> _What you have to do_
Without leaving out a single line, copy the records exactly.

====== The data ======

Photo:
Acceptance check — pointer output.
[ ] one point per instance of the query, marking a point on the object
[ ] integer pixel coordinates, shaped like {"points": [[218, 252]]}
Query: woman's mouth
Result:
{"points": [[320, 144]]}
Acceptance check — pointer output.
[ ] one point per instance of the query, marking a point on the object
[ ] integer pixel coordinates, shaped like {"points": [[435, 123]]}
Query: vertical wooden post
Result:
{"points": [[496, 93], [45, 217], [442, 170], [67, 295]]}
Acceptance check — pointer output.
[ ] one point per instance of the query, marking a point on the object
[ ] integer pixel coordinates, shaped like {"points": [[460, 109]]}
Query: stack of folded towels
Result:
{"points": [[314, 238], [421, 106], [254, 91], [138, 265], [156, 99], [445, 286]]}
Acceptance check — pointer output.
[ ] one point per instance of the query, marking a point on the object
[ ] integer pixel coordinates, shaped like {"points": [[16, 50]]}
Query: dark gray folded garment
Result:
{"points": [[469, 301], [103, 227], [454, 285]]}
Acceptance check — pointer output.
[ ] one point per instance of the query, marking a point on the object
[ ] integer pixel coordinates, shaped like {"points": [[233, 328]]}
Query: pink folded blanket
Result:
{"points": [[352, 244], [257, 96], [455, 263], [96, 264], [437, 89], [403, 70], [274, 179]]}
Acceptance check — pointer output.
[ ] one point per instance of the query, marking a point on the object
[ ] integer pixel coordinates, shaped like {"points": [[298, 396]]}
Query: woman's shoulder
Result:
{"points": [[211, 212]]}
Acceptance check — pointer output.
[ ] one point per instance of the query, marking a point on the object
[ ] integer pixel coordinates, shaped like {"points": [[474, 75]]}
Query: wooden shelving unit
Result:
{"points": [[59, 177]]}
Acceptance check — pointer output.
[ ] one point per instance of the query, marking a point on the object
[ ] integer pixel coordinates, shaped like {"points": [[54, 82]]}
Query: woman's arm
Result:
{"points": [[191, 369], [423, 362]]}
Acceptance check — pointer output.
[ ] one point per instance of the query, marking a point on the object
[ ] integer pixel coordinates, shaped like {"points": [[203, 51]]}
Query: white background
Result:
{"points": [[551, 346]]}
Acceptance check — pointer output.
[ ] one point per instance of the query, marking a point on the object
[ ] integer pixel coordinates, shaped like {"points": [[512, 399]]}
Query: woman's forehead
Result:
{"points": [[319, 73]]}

======

> _Solution_
Photo:
Acceptance check — pointer output.
[ ] one point per instance of the query, marking a point on the object
[ ] integer pixel coordinates, shaped like {"points": [[218, 252]]}
Query: woman's mouth
Result:
{"points": [[320, 144]]}
Acceptance check — pointer output.
[ ] one point per instance of the query, marking a point on the object
[ ] integer pixel coordinates, shaped like {"points": [[435, 123]]}
Query: vertical wooden post
Result:
{"points": [[496, 93], [45, 217], [442, 170], [67, 295]]}
Acceptance check — pointer output.
[ ] one point per instance of the query, marking a point on the object
[ ] integer pixel coordinates, shaped like {"points": [[460, 109]]}
Query: stack of folded towels
Result:
{"points": [[314, 238], [421, 106], [254, 91], [138, 265], [156, 99], [445, 286]]}
Acceptance check — pointer output.
[ ] one point per instance of the query, marking a point on the object
[ ] integer pixel coordinates, shaped like {"points": [[16, 50]]}
Query: dark gray folded garment
Result:
{"points": [[469, 301], [103, 227], [454, 285]]}
Acceptance check — pointer output.
[ ] one point per instance of the query, marking a point on the object
[ ] integer pixel coordinates, shaped like {"points": [[233, 328]]}
Query: pink folded blanket
Result:
{"points": [[352, 244], [257, 96], [455, 263], [96, 264], [437, 89], [403, 70], [274, 179]]}
Acceptance check — pointer output.
[ ] one point per instance of the query, marking a point on the object
[ ] integer pixel coordinates, shaped like {"points": [[298, 396]]}
Query: woman's shoulder
Result:
{"points": [[211, 212]]}
Acceptance check — pointer output.
[ ] one point per instance of the query, marking a point on the object
[ ] integer pixel coordinates, shaped like {"points": [[474, 75]]}
Query: wooden shelving unit
Result:
{"points": [[59, 177]]}
Acceptance check — pointer output.
[ ] one point per instance of the query, marking a point on the object
[ ] integer pixel coordinates, shaped like {"points": [[54, 82]]}
Query: woman's arm
Result:
{"points": [[191, 369], [423, 362]]}
Acceptance check — pointer output.
[ ] one point per instance of the query, marking a point on the object
[ ] integer pixel coordinates, shaped like {"points": [[203, 51]]}
Query: white background
Result:
{"points": [[551, 346]]}
Acceptance check — pointer output.
[ ] one point per instance of the query, marking a point on the object
[ ] integer pixel coordinates, shaped like {"points": [[512, 399]]}
Query: woman's forehead
Result:
{"points": [[319, 73]]}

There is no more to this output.